On 2 September 2014 A’s mother made a fresh asylum application. A and her brothers were dependents for the purposes of that application. No separate asylum application was made on behalf of A. A’s mother claimed that she was at risk on return because of her conversion from Sunni to Shia Islam and that A was at risk of FGM. Although her account has at times differed, A’s mother claimed that A’s father and his extended family were in favour of FGM and wanted A to undergo the practice. A’s mother had undergone FGM as a child in Sudan, and reported that two of her sisters died as a result of the practice which continues in the extended family so that three of her nieces have also been subjected to it.

9.

That asylum application was refused by the Home Office on 16 December 2016. The mother’s appeal against that decision was dismissed by the FtT (IAC) on 25 July 2017, the parties to the appeal being the mother (as appellant) and the Secretary of State (as respondent). The judge in the FtT (IAC), Judge Monson, did not find the mother to be a credible witness and, in respect of A, held that “there are not substantial grounds for believing that there is a real risk of her being subjected to any form of FGM”. Permission to appeal was refused by both the FtT (IAC) and the Upper Tribunal (‘UT’); and, on 14 May 2018, Holman J refused the mother’s application for leave to apply for judicial review of the UT’s decision. The mother’s appeal rights were accordingly exhausted and, on 18 September 2018, she was served with directions for the family’s removal to Bahrain, with the deportation date set for 27 September 2018.

⁂

== Complete the following ==
a) Reproduce the asylum case passage word for word, from "On 2 September" up to and including "subjected to it.".
b) Write a continuation of the asylum case passage, picking up after its final sentence.

== Recorded information ==
⁂

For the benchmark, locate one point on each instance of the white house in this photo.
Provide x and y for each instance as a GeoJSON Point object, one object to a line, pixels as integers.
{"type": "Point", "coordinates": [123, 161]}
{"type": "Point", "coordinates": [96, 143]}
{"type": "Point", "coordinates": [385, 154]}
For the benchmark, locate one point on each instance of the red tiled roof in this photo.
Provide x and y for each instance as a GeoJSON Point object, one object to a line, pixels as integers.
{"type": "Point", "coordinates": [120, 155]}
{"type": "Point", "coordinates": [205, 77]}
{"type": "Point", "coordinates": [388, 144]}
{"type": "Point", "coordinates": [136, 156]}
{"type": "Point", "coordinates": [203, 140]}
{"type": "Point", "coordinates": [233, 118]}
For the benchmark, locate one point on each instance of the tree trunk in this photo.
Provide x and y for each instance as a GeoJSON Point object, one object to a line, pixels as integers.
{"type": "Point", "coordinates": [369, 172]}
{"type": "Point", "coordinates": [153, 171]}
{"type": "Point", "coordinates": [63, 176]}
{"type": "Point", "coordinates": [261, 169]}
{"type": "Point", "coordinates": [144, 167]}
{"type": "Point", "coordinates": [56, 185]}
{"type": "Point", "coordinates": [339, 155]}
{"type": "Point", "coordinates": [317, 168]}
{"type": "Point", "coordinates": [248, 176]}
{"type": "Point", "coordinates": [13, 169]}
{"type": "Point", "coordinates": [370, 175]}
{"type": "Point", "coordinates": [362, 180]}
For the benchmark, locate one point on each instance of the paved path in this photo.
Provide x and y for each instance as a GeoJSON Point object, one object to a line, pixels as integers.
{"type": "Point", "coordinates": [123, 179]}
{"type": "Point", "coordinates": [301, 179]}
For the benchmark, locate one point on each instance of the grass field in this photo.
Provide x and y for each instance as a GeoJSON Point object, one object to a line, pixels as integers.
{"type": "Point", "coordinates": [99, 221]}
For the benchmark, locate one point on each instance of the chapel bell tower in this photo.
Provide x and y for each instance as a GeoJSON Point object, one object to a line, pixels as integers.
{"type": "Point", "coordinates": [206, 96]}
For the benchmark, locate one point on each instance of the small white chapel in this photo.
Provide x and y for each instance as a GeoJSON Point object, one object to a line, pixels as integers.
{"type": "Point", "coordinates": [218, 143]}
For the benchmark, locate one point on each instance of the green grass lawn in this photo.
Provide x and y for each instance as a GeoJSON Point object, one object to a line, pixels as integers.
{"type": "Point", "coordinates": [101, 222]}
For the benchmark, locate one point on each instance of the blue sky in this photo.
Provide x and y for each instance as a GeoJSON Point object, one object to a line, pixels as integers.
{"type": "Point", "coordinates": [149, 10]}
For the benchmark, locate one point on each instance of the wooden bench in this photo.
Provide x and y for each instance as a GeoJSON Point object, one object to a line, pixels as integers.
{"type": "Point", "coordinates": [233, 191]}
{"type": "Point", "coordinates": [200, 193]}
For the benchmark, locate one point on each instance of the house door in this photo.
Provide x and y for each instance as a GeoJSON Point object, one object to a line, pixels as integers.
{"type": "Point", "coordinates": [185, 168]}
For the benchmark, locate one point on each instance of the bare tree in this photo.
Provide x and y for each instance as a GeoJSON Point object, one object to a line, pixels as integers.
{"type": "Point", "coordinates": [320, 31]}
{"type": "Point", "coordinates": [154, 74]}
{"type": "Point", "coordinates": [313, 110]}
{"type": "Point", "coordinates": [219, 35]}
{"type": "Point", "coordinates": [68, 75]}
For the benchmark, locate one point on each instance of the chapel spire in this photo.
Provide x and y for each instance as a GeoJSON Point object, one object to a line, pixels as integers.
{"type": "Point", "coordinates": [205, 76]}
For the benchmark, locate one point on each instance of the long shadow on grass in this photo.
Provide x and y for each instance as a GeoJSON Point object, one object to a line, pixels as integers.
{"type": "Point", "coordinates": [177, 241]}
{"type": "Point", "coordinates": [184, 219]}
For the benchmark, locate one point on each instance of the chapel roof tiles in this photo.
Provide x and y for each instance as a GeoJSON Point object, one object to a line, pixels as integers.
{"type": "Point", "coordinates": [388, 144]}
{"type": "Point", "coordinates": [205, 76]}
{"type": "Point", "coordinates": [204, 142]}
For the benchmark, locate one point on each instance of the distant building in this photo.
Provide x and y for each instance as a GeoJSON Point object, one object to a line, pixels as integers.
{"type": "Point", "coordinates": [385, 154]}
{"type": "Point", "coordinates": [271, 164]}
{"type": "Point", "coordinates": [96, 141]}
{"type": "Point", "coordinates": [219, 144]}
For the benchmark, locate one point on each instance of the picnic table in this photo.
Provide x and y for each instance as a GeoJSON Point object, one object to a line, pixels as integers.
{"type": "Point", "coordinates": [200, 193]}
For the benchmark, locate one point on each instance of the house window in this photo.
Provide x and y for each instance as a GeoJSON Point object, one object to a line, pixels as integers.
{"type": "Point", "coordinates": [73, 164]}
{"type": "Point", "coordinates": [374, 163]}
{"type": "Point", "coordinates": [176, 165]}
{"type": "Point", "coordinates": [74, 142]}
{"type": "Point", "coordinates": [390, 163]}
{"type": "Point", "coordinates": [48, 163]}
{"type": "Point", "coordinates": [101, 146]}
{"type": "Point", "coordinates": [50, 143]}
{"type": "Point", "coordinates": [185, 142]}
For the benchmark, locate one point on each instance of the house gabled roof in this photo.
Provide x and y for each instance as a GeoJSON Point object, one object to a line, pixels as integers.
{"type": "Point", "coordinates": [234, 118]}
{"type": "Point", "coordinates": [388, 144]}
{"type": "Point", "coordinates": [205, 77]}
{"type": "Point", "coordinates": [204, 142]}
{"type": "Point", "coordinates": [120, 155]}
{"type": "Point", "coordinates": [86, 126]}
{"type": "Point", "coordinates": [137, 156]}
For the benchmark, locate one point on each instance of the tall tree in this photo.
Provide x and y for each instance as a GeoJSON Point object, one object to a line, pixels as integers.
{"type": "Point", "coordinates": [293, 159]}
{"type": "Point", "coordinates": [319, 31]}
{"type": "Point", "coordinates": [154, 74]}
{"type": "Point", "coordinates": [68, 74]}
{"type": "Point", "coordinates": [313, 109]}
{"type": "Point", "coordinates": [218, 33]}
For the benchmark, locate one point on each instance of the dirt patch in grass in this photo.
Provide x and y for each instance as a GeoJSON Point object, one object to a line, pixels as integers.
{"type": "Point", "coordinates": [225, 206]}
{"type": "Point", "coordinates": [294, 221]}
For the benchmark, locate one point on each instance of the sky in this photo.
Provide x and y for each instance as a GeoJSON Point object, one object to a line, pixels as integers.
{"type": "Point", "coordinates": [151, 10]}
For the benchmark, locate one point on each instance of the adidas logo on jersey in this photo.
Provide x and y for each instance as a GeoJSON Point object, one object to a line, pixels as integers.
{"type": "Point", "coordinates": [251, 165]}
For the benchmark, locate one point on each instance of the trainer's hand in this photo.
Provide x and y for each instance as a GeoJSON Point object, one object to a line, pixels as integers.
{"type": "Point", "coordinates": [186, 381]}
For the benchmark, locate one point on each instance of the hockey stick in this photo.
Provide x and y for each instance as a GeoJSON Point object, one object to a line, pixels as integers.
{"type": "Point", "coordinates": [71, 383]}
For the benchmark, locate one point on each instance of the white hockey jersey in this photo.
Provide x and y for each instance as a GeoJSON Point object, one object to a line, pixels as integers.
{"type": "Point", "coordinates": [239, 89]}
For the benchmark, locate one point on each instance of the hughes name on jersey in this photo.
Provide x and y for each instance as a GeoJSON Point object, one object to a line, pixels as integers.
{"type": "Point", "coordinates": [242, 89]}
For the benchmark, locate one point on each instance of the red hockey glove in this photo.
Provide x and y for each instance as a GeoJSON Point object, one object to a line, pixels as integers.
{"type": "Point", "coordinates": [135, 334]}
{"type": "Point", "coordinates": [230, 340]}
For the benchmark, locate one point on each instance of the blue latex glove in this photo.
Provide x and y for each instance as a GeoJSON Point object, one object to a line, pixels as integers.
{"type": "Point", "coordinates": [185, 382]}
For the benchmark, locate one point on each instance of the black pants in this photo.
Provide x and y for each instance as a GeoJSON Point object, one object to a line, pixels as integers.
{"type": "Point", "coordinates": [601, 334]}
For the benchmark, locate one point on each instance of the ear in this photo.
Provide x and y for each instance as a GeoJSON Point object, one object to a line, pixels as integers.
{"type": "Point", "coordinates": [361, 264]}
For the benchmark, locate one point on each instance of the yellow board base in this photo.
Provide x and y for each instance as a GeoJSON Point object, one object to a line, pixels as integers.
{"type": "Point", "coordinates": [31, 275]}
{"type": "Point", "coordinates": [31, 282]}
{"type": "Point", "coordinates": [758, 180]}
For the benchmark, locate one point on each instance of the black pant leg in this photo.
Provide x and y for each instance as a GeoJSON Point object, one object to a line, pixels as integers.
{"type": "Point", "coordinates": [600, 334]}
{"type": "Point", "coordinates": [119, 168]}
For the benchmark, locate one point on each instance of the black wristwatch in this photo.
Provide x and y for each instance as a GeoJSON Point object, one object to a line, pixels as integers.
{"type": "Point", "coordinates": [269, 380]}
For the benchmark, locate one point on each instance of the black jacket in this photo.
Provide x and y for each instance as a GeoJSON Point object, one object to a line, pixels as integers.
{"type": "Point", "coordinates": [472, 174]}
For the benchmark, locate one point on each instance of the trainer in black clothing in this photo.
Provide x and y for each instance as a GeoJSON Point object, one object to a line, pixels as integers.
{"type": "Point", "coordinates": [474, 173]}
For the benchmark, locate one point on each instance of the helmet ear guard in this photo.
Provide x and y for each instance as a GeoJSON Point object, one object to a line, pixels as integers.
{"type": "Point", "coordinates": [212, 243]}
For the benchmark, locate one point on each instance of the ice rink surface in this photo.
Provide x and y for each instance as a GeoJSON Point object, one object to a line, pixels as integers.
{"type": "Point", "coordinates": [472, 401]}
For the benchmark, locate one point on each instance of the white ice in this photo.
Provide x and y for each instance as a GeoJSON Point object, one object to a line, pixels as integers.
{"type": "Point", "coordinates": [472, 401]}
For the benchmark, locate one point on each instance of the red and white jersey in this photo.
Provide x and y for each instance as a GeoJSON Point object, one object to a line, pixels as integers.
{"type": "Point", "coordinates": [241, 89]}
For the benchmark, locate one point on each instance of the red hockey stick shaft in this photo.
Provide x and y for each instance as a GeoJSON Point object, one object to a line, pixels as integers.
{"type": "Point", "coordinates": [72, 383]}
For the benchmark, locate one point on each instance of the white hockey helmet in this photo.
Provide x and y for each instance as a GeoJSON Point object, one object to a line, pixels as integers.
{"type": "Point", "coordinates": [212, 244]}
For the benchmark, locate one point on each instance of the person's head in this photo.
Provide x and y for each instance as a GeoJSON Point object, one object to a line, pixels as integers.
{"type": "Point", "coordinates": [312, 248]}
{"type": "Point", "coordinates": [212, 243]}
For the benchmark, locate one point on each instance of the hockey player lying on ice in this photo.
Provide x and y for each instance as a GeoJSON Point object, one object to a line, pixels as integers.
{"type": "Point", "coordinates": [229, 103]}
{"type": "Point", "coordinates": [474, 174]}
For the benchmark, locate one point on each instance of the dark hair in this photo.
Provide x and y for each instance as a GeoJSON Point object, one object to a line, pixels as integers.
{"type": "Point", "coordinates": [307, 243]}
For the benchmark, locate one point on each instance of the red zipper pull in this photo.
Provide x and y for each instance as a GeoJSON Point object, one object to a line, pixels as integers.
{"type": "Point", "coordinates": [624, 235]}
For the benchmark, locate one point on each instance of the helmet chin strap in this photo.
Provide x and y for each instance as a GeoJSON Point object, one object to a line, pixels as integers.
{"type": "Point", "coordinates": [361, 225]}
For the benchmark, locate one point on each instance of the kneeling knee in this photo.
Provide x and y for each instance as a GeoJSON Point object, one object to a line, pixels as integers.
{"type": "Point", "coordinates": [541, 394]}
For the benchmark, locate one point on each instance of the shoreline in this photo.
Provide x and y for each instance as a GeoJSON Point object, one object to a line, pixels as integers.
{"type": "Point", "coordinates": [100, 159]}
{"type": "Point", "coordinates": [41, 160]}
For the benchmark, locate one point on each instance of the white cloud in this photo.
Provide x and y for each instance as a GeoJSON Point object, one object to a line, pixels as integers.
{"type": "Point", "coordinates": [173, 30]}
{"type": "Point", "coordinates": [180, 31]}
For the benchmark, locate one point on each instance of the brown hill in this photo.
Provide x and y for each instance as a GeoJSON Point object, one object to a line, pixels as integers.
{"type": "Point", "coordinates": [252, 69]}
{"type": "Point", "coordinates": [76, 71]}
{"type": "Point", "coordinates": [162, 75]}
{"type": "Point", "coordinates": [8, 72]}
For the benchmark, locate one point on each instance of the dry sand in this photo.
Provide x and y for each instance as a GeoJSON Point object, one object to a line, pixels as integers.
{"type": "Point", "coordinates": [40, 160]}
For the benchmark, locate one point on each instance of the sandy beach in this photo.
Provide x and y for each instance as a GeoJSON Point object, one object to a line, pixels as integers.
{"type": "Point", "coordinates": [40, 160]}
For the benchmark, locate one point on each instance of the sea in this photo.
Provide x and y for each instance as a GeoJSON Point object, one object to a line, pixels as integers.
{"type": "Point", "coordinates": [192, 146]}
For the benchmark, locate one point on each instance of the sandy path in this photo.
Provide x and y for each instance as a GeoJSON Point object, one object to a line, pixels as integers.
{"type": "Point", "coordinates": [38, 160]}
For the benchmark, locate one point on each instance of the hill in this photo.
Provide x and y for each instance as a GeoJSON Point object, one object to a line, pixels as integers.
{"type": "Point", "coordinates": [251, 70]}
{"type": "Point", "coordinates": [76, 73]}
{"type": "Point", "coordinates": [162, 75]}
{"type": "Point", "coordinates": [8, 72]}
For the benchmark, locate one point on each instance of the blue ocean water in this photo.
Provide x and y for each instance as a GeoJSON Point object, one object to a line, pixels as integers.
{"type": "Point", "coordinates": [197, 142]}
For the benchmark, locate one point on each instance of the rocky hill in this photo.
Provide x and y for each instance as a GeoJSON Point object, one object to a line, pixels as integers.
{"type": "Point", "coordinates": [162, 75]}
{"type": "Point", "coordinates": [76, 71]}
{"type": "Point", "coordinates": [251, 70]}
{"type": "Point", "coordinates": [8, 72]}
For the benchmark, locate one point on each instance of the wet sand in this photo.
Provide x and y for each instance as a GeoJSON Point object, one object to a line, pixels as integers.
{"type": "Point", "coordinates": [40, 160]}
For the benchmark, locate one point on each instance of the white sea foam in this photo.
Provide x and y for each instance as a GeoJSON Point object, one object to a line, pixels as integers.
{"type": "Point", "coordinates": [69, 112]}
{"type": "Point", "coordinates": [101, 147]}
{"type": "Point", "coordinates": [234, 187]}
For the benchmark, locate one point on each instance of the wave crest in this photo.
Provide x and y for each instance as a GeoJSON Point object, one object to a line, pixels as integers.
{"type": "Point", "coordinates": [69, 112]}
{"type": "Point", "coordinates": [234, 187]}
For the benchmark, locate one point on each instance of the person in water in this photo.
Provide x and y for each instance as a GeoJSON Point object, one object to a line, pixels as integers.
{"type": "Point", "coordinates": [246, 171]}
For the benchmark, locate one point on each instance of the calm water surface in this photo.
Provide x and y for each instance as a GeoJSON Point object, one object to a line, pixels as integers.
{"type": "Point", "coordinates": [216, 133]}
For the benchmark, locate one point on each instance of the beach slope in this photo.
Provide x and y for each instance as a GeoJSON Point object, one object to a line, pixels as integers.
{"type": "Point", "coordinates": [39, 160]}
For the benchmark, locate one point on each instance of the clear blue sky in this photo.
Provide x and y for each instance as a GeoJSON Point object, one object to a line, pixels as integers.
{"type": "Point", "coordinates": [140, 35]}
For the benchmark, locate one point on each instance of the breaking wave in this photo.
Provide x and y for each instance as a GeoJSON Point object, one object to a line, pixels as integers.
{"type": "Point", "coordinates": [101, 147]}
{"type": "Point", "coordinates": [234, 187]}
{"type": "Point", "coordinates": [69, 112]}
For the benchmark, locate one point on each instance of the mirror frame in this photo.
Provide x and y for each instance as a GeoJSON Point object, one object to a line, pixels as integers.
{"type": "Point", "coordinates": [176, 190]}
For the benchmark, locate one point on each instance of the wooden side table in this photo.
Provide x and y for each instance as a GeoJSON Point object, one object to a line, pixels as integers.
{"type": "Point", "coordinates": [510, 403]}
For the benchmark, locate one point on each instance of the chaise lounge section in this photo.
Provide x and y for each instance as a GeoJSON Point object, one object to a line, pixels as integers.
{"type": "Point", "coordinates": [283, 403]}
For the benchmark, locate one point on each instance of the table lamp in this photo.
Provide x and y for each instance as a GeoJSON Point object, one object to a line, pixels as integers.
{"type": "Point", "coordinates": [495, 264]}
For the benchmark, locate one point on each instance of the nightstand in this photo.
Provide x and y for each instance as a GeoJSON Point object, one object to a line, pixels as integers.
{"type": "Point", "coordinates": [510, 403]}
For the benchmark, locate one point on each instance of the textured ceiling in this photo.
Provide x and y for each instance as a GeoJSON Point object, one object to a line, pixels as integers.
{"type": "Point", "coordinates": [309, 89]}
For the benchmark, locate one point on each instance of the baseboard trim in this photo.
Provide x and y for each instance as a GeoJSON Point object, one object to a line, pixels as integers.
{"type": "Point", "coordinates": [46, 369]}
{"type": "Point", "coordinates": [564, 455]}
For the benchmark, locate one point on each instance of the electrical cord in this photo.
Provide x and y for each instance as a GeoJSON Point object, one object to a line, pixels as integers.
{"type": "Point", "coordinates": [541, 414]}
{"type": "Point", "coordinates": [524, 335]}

⁂

== Results in order ==
a)
On 2 September 2014 A’s mother made a fresh asylum application. A and her brothers were dependents for the purposes of that application. No separate asylum application was made on behalf of A. A’s mother claimed that she was at risk on return because of her conversion from Sunni to Shia Islam and that A was at risk of FGM. Although her account has at times differed, A’s mother claimed that A’s father and his extended family were in favour of FGM and wanted A to undergo the practice. A’s mother had undergone FGM as a child in Sudan, and reported that two of her sisters died as a result of the practice which continues in the extended family so that three of her nieces have also been subjected to it.

b)
10.

Suffolk County Council (‘SCC’), the relevant local authority with safeguarding responsibilities, had become involved with the family when A’s mother had proposed to return with the children to Bahrain. An assessment was undertaken by Barnardo’s in 2017 which recommended the making of a FGM protection order under the FGMA 2003 if the proposed return was to be pursued. The engagement by Barnardo’s and SCC ended when the family remained in the UK, because it was considered that there is no risk of FGM to A while she resides in the UK.

11.

On 26 September 2018, SCC was contacted by A’s school because A had informed the school that she was due to be removed to Bahrain on the following day. A’s mother believed they would be refouled from Bahrain to Sudan because of the effect of new rules which it is said removed citizenship from nationals who had been away from Bahrain for 5 years.SCC again sought advice from Barnardo’s who remained of the view that there was a high risk of FGM if A was removed and advised SCC to seek a FGM protection order. SCC issued an application in the family court for a FGM protection order in accordance with the FGMA 2003 on 27 September 2018.

12.

HHJ Richards considered the application on 1 October 2018 and made the following order in respect of A:

“1.

The First Respondent [A’s mother] is prohibited from leaving the jurisdiction of England and Wales with or in the company of [A].

2.

The Secretary of State for the Home Department or anyone acting on his behalf are prohibited from removing, instructing or encouraging any other person to remove [A] from the jurisdiction of England and Wales.

3.

The Secretary of State for the Home Department or the First Respondent are prohibited from obtaining a Passport or any other Travel Document for [A], if one has not already been obtained.”

13.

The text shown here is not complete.